NEW YORK: The administration of US President Donald Trump has announced plans to scrap the lottery for awarding H1-B professional visas and replacing it with a system that ranks applicants by the salaries they are offered.
Making the announcement on Wednesday, just six days before the November 3 presidential election, Acting DHS Deputy Secretary Ken Cuccinelli said: “With this proposed rule, the Trump administration is continuing to deliver on its promise to protect the American worker while strengthening the economy.”
“The current use of random selection to allocate H-1B visas makes it harder for businesses to plan their hiring, fails to leverage the H-1B program to truly compete for the world’s best and brightest, and hurts American workers by bringing in relatively lower-paid foreign labour at the expense of the American workforce,” he added.
If the Democratic Party candidate Joe Biden is elected, the policy may still remain because his manifesto says that he “will work with Congress to first reform temporary visas to establish a wage-based allocation process and establish enforcement mechanisms to ensure they are aligned with the labour market and not used to undermine wages”.
The H1-B visas have been suspended till the end of the year by Trump, who has cited the high unemployment level due to the Covid-19 pandemic that has ravaged the economy.

◆ STUDY QUESTIONS
**a.** In the visa article, transcribe the part that opens with the words containing "The H1-B visas" and closes with "ravaged the economy.".
**b.** Answer these questions using the visa article:
(i) How many days before the November 3 presidential election was the announcement made?
(ii) What title does the visa article give Ken Cuccinelli?
(iii) Until when have the H1-B visas been suspended?
**c.** Write the next part of the visa article, picking up after its final sentence.

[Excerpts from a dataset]
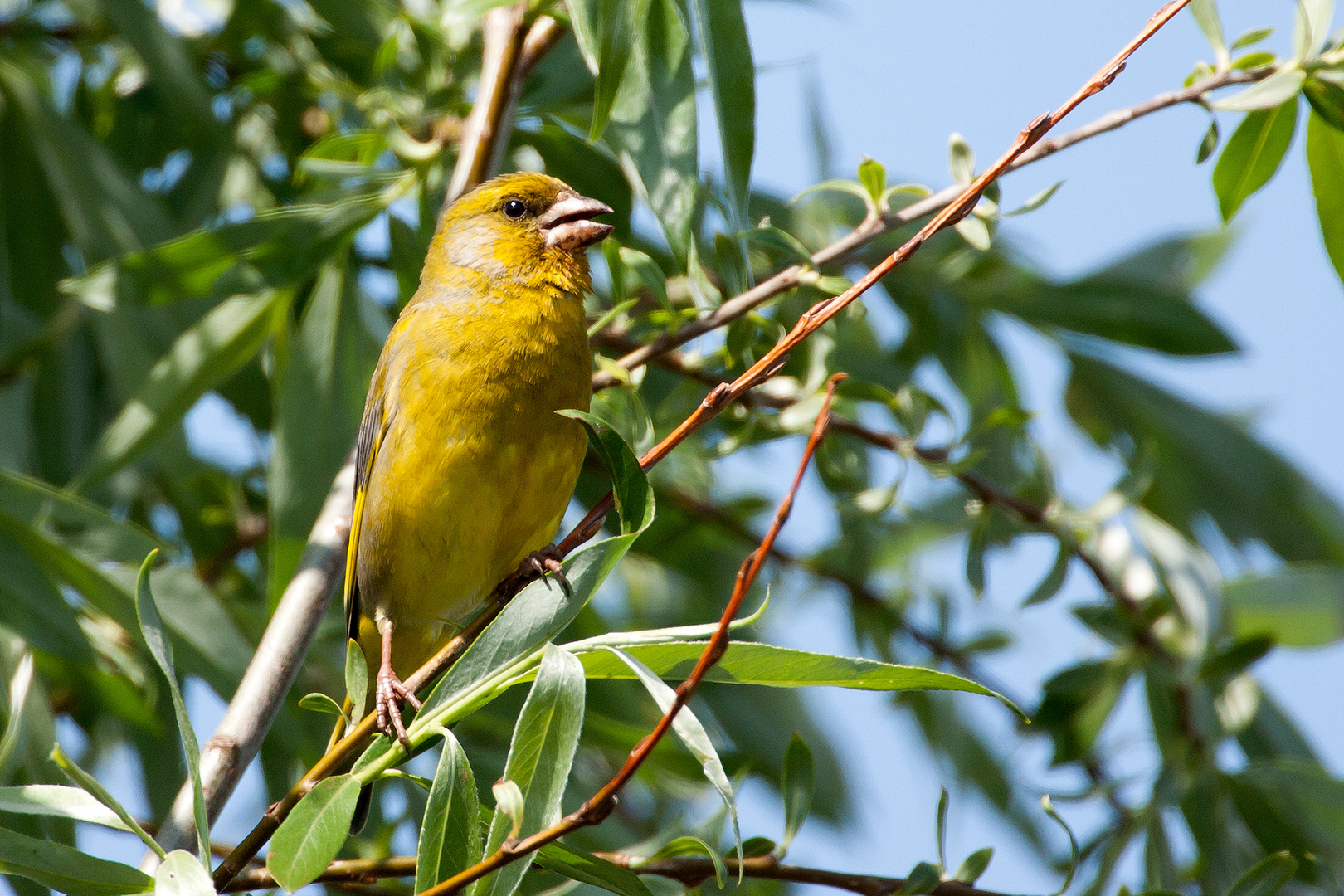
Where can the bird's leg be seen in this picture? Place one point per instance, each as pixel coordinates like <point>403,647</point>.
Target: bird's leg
<point>548,561</point>
<point>388,691</point>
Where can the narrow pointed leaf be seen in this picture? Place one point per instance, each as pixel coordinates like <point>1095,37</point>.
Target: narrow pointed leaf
<point>539,759</point>
<point>152,629</point>
<point>1326,158</point>
<point>450,832</point>
<point>312,835</point>
<point>691,733</point>
<point>67,869</point>
<point>728,56</point>
<point>1253,155</point>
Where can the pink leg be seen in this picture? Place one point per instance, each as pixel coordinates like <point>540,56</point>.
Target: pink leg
<point>388,691</point>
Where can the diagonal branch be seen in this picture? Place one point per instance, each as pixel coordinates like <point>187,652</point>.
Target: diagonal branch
<point>507,61</point>
<point>597,807</point>
<point>953,204</point>
<point>874,227</point>
<point>689,871</point>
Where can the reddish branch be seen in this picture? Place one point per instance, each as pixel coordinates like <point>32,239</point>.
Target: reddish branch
<point>598,806</point>
<point>689,871</point>
<point>719,398</point>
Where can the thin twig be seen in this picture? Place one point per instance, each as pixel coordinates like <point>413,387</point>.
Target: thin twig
<point>503,32</point>
<point>689,871</point>
<point>873,229</point>
<point>953,206</point>
<point>598,806</point>
<point>817,316</point>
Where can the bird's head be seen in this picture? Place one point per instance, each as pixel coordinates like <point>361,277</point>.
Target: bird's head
<point>527,227</point>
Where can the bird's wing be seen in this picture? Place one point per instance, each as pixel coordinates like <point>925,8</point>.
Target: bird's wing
<point>371,430</point>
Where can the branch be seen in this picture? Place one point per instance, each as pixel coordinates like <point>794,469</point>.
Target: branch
<point>272,670</point>
<point>687,869</point>
<point>694,871</point>
<point>598,806</point>
<point>719,398</point>
<point>873,229</point>
<point>511,52</point>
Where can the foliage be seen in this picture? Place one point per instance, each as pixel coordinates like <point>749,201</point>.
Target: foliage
<point>229,214</point>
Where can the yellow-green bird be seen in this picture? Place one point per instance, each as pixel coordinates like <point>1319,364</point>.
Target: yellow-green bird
<point>463,466</point>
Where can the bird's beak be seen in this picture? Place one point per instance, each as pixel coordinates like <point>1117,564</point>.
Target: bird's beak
<point>569,222</point>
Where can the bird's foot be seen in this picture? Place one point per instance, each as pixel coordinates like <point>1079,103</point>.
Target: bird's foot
<point>388,694</point>
<point>548,561</point>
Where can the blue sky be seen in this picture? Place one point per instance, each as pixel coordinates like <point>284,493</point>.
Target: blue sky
<point>897,78</point>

◆ REPLIES
**a.**
The H1-B visas have been suspended till the end of the year by Trump, who has cited the high unemployment level due to the Covid-19 pandemic that has ravaged the economy.

**b.**
(i) Six days.
(ii) Acting DHS Deputy Secretary.
(iii) Until the end of the year.

**c.**
Explaining the new system, the DHS said it would prioritise applicants “based on corresponding wage levels in order to better protect the economic interests of US workers, while still allowing US employers to meet their personnel needs and remain globally competitive”.
The proposal was published in the Federal Register – the equivalent of the government gazette – and there is a 30 day window to file objections. It will apply to applicants only when the next round of H1-B application registrations are accepted in March. The US has so far been using a lottery system to randomly select the 85,000 people who would get the visas because of the high number of applicants – more than 200,000 this year.
Of those visa slots, 65,000 are open to all while 20,000 are for those with advanced US degrees.
Indians are the biggest beneficiaries of the H1-B visas getting about 75 per cent of them, according to the US government.
Employers sponsoring the H1-B applicants would have to offer to pay “a wage that is the higher of the actual wage level that it pays to all other individuals with similar experience and qualifications for the specific employment in question or the prevailing wage level for the occupational classification in the area of intended employment”, the draft rule in the Federal Register said.
It would also tighten the classification of the experience, skills and education needed for the jobs.
There have been cases of applicants with highly sought after skills and very high wages to match them having been rejected because of the random nature of the lottery system.
The rule change is likely to affect the so-called “bodyshops” which bring in people on H1-B visas and then place them on contract in other established companies.